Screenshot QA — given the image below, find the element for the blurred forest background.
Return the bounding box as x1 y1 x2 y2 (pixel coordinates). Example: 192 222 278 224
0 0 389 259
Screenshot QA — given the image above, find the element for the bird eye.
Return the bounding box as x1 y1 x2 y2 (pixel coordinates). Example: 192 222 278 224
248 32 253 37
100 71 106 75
::::
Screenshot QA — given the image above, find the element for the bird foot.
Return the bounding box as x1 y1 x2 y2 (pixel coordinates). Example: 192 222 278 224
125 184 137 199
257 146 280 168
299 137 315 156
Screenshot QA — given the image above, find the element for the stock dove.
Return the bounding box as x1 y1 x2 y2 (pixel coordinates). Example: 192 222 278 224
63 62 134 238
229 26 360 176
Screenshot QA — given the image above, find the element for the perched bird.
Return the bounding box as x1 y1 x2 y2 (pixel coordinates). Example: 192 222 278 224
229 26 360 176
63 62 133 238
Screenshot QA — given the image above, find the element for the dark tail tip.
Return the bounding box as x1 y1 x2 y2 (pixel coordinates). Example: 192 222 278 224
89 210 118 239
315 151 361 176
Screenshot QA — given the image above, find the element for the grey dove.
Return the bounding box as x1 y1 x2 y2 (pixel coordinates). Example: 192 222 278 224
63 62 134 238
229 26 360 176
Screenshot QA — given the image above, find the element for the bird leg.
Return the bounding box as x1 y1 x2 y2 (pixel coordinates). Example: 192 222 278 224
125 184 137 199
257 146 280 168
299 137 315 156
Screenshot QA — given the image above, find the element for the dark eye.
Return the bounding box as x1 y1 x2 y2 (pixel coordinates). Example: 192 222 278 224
::::
_WHAT TO WORK ON:_ Looking over the records, find each line with the word "above" and copy it.

_RESULT FOR THIS TASK:_
Screenshot QA — given the image above, find the element for the bird eye.
Screenshot QA — given the image above, find the element for the bird foot.
Screenshot QA — given the image above, find the element for the stock dove.
Screenshot QA — given the image above, find the element for the perched bird.
Screenshot QA — given the image above, find the element for the dark tail tip.
Screenshot QA — given the image above, find the element for the grey dove.
Screenshot QA — given the image above, find the element for the bird leg.
Screenshot QA — given the image above, find the element for the dark eye.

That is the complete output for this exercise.